▸ **Task statement**: Put each nonblank line of the data below into a Markdown table with two columns, Row and Entry. Row holds the line's number and Entry holds the line itself.
——————
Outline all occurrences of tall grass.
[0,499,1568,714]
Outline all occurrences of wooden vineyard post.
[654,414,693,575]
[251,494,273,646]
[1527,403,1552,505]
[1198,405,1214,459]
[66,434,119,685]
——————
▸ **Task answer**:
| Row | Entry |
|---|---|
| 1 | Outline all occurrences of tall grass. |
| 2 | [0,499,1568,714] |
| 3 | Outline all occurrences of wooden vineyard post. |
| 4 | [654,414,693,575] |
| 5 | [251,494,273,646] |
| 6 | [1527,403,1552,505] |
| 7 | [1198,405,1214,459] |
| 8 | [66,434,119,685] |